── SUPPLIED ENTRIES ──
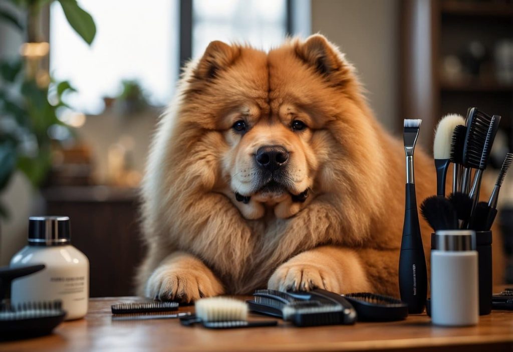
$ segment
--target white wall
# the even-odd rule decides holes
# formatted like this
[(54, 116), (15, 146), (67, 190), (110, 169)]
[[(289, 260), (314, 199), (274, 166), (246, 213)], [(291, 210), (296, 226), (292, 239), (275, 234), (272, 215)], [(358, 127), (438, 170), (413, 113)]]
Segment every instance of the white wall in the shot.
[(399, 0), (312, 0), (312, 33), (338, 45), (367, 90), (378, 120), (394, 131), (399, 112)]

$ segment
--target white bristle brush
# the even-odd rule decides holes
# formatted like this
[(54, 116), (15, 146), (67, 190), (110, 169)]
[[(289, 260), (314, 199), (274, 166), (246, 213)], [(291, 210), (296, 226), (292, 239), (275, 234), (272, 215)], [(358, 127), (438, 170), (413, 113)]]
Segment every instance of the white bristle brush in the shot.
[[(435, 130), (433, 156), (435, 157), (435, 167), (437, 169), (437, 195), (445, 197), (445, 178), (450, 162), (452, 133), (459, 125), (465, 125), (465, 118), (458, 114), (449, 114), (440, 120)], [(457, 165), (455, 165), (455, 180), (457, 179)]]
[(181, 319), (183, 325), (201, 323), (205, 327), (227, 329), (235, 327), (272, 326), (276, 320), (247, 321), (248, 304), (245, 302), (226, 297), (203, 298), (194, 303), (195, 316)]

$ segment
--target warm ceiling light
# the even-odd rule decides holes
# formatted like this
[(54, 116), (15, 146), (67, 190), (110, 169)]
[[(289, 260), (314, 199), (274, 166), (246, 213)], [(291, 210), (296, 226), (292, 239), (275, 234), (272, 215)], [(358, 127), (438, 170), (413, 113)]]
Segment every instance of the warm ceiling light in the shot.
[(46, 42), (26, 43), (22, 45), (19, 53), (28, 57), (42, 57), (48, 53), (50, 45)]

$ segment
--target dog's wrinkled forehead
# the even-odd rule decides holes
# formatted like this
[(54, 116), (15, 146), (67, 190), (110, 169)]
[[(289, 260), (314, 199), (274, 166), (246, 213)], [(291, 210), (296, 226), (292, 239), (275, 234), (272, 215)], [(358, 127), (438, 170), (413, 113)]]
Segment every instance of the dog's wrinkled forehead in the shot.
[(295, 108), (329, 116), (335, 107), (322, 102), (343, 90), (351, 72), (337, 48), (319, 35), (290, 41), (268, 53), (213, 42), (192, 70), (185, 95), (197, 122), (208, 128), (228, 128), (213, 118), (234, 111), (272, 118)]

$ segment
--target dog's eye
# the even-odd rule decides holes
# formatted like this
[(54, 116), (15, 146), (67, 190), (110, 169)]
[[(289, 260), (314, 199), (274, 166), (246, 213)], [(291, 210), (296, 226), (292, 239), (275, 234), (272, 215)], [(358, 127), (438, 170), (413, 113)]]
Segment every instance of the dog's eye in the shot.
[(246, 123), (241, 120), (233, 124), (231, 127), (237, 132), (242, 132), (246, 130)]
[(301, 131), (306, 128), (306, 125), (303, 121), (294, 120), (292, 122), (292, 129), (294, 131)]

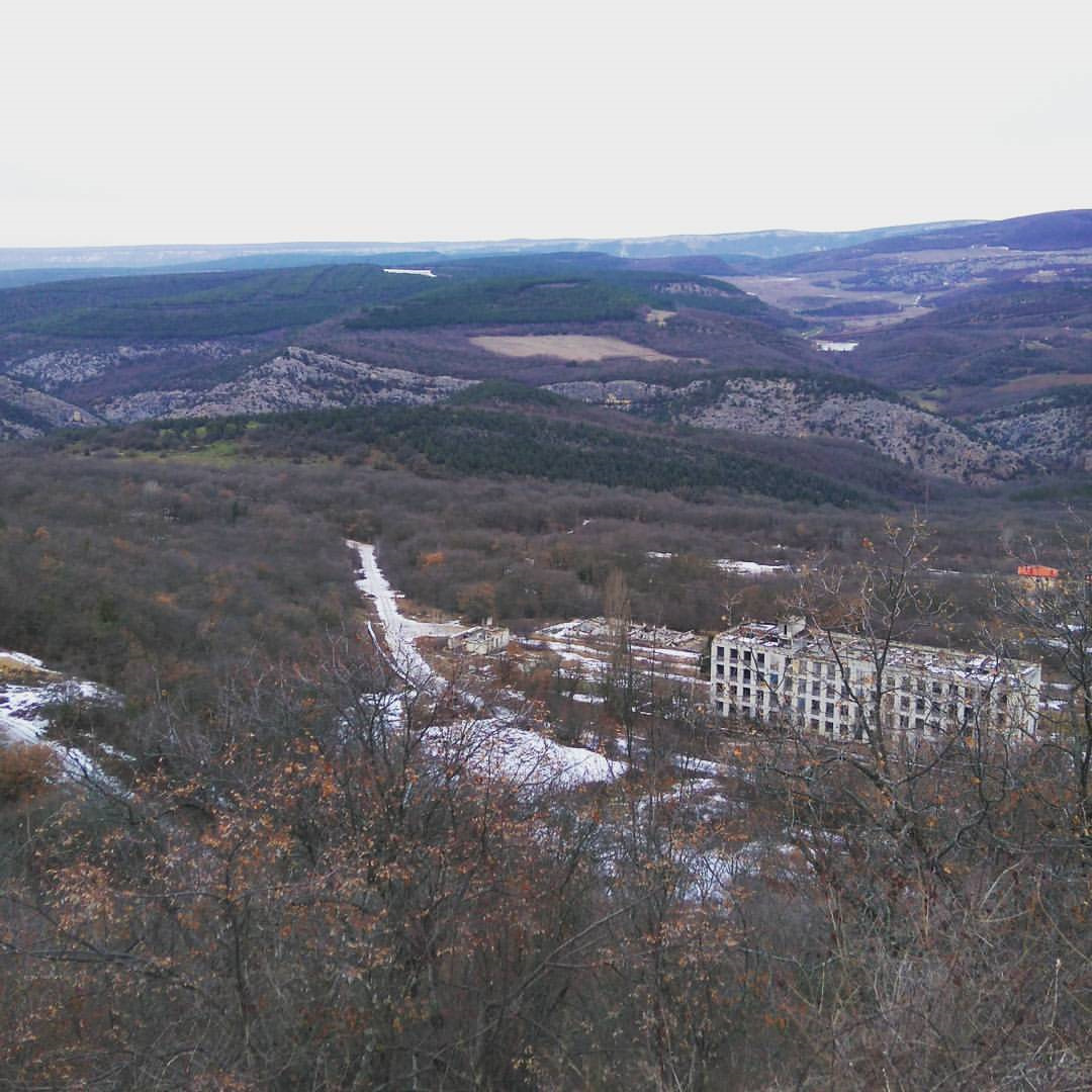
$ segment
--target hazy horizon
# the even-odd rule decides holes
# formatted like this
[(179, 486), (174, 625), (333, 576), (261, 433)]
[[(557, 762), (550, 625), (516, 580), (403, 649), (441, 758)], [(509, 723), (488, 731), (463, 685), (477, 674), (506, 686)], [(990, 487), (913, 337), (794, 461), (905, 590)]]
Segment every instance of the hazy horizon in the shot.
[(855, 230), (1092, 204), (1092, 12), (1064, 0), (52, 0), (8, 31), (0, 247)]

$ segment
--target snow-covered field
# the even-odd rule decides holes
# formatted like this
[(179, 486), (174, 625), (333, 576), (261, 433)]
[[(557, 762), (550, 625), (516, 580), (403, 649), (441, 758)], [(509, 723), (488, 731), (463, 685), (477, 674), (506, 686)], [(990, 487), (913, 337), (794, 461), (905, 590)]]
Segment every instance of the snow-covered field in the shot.
[(41, 715), (48, 705), (67, 701), (116, 701), (117, 696), (94, 682), (60, 679), (46, 669), (40, 660), (21, 652), (0, 653), (0, 664), (15, 664), (37, 673), (39, 685), (0, 681), (0, 743), (45, 744), (60, 759), (70, 778), (90, 781), (100, 787), (119, 790), (118, 782), (105, 773), (91, 756), (75, 747), (66, 747), (45, 737), (49, 722)]
[[(395, 670), (414, 686), (440, 693), (448, 682), (439, 676), (414, 643), (419, 637), (450, 637), (466, 627), (460, 622), (422, 622), (399, 609), (395, 592), (376, 561), (376, 548), (368, 543), (347, 542), (360, 559), (356, 586), (376, 607), (382, 640)], [(447, 743), (458, 744), (480, 771), (501, 775), (525, 788), (572, 788), (612, 781), (626, 771), (626, 763), (581, 747), (565, 747), (553, 739), (521, 727), (519, 710), (503, 705), (486, 711), (476, 695), (460, 692), (478, 713), (447, 729)], [(443, 749), (443, 741), (438, 741)]]

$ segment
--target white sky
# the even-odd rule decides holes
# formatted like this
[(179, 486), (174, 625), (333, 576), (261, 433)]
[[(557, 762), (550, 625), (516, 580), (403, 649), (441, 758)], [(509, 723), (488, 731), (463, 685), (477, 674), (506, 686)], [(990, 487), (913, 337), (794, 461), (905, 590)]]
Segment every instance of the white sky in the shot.
[(0, 246), (1092, 205), (1089, 0), (7, 0)]

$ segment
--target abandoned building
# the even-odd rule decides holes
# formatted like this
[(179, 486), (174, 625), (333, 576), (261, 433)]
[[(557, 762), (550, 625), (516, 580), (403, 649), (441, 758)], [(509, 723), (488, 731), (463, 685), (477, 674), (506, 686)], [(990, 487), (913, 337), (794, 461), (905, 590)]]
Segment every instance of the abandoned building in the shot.
[(1035, 731), (1042, 668), (1019, 660), (893, 642), (879, 649), (804, 618), (745, 622), (713, 638), (712, 709), (832, 739), (875, 725), (936, 738), (976, 727)]
[(452, 652), (463, 652), (468, 656), (491, 656), (508, 648), (512, 634), (498, 626), (475, 626), (448, 639)]

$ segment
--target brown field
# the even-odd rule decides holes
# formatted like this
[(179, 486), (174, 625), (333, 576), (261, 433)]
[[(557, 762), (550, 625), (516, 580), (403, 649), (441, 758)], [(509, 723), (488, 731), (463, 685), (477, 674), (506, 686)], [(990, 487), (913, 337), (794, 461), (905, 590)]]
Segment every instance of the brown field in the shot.
[(929, 308), (921, 306), (922, 297), (917, 293), (858, 292), (836, 286), (839, 275), (848, 275), (851, 272), (824, 271), (822, 273), (800, 273), (795, 276), (724, 276), (716, 280), (727, 281), (737, 288), (741, 288), (752, 296), (758, 296), (763, 304), (780, 307), (797, 314), (808, 308), (829, 307), (832, 304), (880, 301), (890, 305), (891, 310), (887, 314), (868, 314), (856, 318), (846, 316), (842, 319), (816, 316), (817, 322), (832, 329), (841, 327), (845, 331), (876, 330), (928, 313)]
[(500, 356), (556, 356), (562, 360), (587, 363), (613, 356), (639, 360), (674, 360), (645, 345), (634, 345), (620, 337), (598, 337), (592, 334), (482, 334), (471, 337), (478, 348)]
[(1021, 376), (1010, 379), (996, 388), (999, 394), (1037, 394), (1052, 387), (1083, 387), (1092, 383), (1092, 375), (1087, 372), (1051, 371), (1041, 376)]

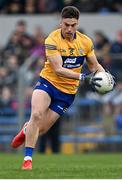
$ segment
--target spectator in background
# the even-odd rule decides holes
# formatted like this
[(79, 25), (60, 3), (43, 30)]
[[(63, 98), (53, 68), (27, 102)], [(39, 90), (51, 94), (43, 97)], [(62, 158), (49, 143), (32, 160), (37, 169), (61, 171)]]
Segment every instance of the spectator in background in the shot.
[(35, 1), (34, 0), (26, 0), (25, 13), (26, 14), (34, 14), (35, 13)]

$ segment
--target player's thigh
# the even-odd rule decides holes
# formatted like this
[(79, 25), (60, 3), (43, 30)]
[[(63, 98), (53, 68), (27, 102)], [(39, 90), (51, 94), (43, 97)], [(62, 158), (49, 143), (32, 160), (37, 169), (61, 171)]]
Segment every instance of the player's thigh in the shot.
───
**GOAL:**
Write out the entries above from their beginning through the line containing "131), (399, 112)]", inclusive. Leave the pictures out.

**RESULT OF THE TASK:**
$ segment
--target white wall
# the even-odd rule decides holes
# formatted like this
[(54, 116), (15, 146), (67, 190), (110, 169)]
[[(289, 260), (314, 199), (274, 166), (246, 213)], [(291, 210), (296, 226), (292, 239), (275, 234), (272, 215)], [(358, 127), (438, 170), (413, 113)]]
Segment every instance of the white wall in the shot.
[(399, 0), (312, 0), (312, 33), (338, 45), (367, 90), (378, 120), (394, 131), (399, 112)]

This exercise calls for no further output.